--- Instructions to follow ---
Find every line in the entries below that contains the string "path" and copy each of those lines. The match is case-sensitive.

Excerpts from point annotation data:
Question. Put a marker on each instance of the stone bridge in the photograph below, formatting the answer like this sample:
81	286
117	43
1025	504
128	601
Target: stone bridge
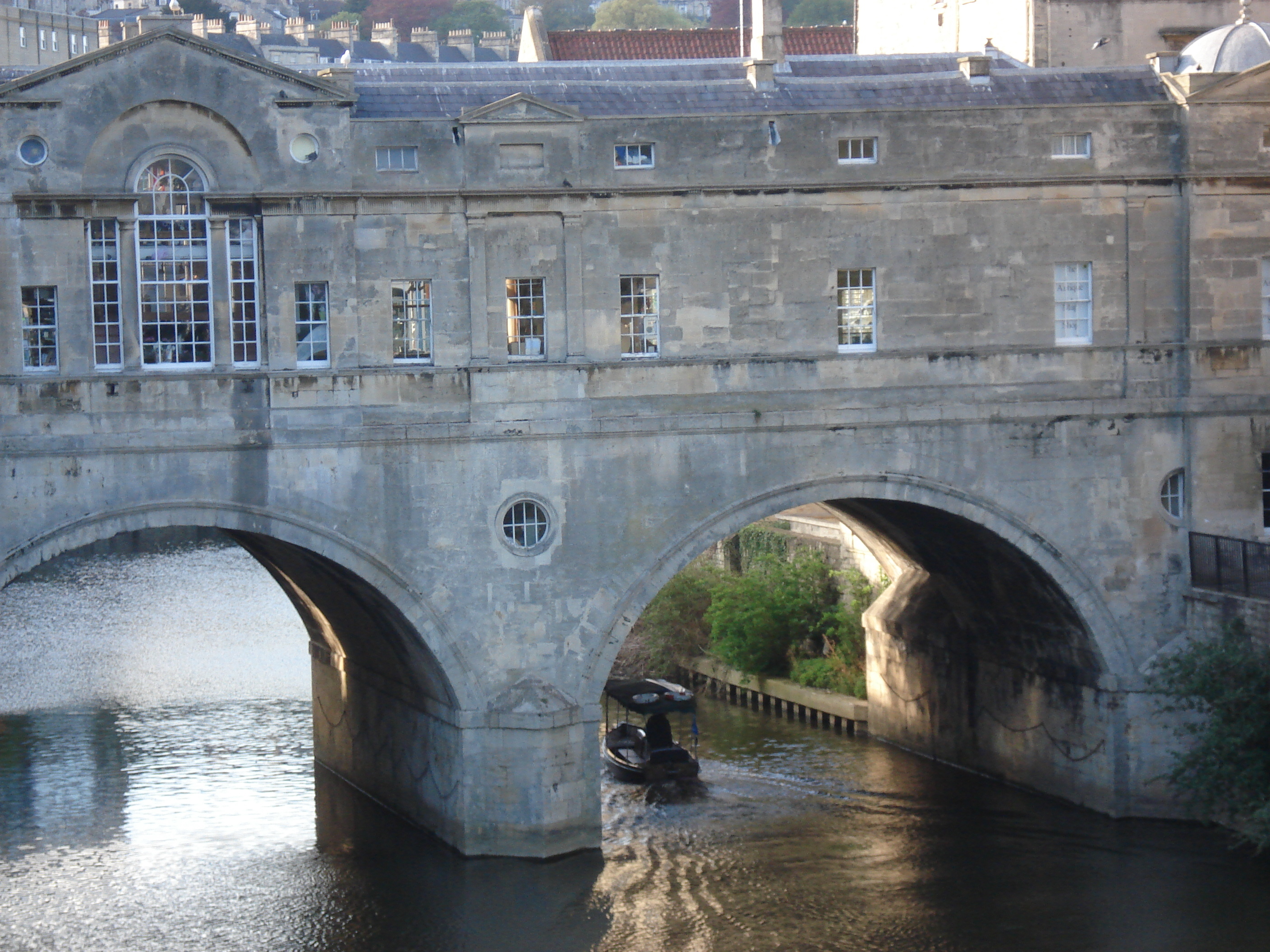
456	677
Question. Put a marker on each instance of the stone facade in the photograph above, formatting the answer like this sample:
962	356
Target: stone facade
1006	475
1045	32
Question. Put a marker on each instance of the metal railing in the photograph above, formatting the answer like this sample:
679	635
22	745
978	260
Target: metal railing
1232	565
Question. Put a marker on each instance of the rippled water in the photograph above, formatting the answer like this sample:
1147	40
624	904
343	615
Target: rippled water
158	792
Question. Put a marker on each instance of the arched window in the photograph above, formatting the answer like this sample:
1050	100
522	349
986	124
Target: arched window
172	256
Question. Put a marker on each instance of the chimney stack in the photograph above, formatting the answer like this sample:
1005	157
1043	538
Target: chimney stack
498	42
387	36
534	37
427	38
461	40
300	28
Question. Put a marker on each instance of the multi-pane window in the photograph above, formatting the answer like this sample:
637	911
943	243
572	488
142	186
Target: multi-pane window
103	254
172	262
1073	302
858	150
639	313
1071	146
313	325
1265	299
1173	493
526	319
40	328
244	291
858	309
638	155
412	320
1265	492
397	159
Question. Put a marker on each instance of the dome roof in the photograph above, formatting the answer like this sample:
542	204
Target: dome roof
1232	49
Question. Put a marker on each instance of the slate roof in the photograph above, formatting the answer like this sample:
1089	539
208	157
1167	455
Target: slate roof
828	84
699	44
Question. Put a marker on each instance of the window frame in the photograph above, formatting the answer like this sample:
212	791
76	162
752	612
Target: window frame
1058	142
244	311
313	363
412	287
36	332
382	151
106	293
1063	302
844	310
845	145
629	167
514	339
626	291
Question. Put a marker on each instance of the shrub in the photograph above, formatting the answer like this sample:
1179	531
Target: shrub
1225	775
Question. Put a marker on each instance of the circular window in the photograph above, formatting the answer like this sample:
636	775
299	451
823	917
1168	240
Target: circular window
304	148
33	150
526	527
1173	493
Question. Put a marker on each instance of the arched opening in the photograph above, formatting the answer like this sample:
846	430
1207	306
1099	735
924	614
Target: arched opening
978	653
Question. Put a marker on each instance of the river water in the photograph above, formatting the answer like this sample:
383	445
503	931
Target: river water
158	792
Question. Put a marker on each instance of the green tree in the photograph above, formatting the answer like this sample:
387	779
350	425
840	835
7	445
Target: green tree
821	13
638	14
564	14
478	16
1225	774
775	609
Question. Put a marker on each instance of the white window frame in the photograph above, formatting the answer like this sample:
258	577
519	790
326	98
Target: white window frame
305	321
177	220
1071	145
40	338
623	154
397	159
244	272
526	333
105	293
858	300
866	146
1073	304
412	320
640	315
1265	299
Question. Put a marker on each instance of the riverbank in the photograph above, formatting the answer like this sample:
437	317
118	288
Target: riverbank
780	696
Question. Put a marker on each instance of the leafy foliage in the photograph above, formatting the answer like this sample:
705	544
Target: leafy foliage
1225	775
817	13
638	14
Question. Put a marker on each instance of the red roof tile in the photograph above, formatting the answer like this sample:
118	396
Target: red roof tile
703	44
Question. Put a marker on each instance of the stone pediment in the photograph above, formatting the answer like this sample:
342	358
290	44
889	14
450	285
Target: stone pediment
44	86
521	107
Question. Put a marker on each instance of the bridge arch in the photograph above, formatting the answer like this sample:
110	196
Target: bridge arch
352	604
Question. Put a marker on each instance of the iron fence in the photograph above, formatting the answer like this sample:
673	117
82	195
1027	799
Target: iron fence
1232	565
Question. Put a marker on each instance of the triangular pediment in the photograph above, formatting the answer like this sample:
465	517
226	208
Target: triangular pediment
1252	86
44	84
521	107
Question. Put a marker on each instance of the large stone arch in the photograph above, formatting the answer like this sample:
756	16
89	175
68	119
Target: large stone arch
317	568
1076	586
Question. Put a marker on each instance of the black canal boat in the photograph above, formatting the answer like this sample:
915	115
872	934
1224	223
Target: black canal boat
648	755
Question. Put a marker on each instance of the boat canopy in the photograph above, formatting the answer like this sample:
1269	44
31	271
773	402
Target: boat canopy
651	696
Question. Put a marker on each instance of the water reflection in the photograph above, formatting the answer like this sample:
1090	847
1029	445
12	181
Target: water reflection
172	806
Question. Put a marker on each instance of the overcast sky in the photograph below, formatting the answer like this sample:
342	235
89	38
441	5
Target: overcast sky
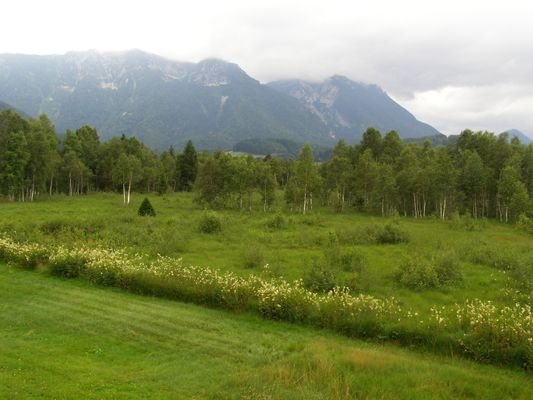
453	64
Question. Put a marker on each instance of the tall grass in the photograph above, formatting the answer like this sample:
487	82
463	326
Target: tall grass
476	329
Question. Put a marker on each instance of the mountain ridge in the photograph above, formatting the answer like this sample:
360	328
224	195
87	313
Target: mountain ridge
164	102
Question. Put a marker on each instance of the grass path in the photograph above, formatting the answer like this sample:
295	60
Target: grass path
65	339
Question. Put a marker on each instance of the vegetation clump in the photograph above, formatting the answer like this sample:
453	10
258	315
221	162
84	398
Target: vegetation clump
420	273
478	329
210	223
146	208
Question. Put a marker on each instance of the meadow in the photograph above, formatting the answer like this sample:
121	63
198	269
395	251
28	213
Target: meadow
65	339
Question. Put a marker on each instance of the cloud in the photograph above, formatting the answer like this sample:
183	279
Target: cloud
454	64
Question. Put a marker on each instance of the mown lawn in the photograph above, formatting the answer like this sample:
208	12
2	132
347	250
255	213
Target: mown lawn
65	339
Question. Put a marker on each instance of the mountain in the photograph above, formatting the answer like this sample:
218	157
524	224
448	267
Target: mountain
162	102
348	108
524	139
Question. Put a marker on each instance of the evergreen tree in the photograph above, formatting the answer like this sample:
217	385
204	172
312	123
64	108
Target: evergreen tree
306	181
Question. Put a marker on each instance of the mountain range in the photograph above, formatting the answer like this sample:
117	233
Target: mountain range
214	103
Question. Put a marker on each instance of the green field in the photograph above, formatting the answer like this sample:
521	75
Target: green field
102	220
66	339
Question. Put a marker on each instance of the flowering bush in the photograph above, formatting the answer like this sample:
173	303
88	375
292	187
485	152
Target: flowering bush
480	329
28	255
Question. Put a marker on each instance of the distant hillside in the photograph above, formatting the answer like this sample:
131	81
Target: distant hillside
348	108
214	103
436	140
4	106
282	148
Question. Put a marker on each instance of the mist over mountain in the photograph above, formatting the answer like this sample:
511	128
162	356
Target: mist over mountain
347	108
215	103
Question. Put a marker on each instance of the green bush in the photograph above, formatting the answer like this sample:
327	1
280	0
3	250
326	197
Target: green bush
525	223
347	260
420	273
319	278
146	208
392	233
466	222
53	227
67	268
253	258
417	273
210	223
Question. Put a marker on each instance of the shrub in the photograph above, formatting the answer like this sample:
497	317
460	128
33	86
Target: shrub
210	223
277	222
53	227
447	269
419	273
146	208
346	260
253	258
525	223
392	233
466	222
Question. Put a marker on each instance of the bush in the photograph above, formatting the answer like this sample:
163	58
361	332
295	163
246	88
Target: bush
253	258
277	222
447	269
319	278
146	208
525	223
53	227
210	223
419	273
466	222
347	260
392	233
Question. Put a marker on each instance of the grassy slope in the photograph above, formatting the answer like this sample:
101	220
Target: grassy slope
64	339
289	251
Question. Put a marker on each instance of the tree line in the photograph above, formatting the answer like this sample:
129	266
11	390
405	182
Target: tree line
34	161
481	173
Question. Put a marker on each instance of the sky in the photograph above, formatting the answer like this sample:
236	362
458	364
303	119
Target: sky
453	64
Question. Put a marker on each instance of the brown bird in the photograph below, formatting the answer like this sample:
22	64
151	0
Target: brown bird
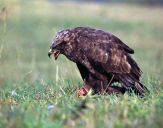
101	58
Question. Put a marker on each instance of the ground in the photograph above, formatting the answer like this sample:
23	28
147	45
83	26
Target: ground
40	92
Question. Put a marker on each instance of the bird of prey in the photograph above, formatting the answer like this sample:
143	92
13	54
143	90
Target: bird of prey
102	59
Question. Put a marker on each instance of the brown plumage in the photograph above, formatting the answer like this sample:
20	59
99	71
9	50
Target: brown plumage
101	58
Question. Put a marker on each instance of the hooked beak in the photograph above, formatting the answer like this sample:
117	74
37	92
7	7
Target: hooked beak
54	52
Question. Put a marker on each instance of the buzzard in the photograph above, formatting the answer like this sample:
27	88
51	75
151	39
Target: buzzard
102	60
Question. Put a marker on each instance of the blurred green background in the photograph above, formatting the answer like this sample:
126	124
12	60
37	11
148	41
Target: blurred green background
30	81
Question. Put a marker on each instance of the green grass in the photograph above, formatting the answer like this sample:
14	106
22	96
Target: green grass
30	81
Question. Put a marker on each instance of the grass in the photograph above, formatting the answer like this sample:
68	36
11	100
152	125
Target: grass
30	82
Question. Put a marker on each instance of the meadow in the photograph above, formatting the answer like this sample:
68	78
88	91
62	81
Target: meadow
38	92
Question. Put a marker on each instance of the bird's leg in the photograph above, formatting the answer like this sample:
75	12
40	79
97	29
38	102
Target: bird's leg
99	76
84	90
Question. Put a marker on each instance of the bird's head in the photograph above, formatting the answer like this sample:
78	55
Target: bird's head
61	42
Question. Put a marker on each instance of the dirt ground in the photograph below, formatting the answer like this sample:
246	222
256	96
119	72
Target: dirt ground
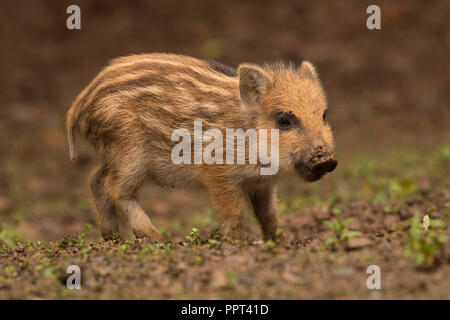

--- Written reply ---
Question. Put a marker on each instance of the grass path in the photograph above, formatting the answer like this sample:
Target: grass path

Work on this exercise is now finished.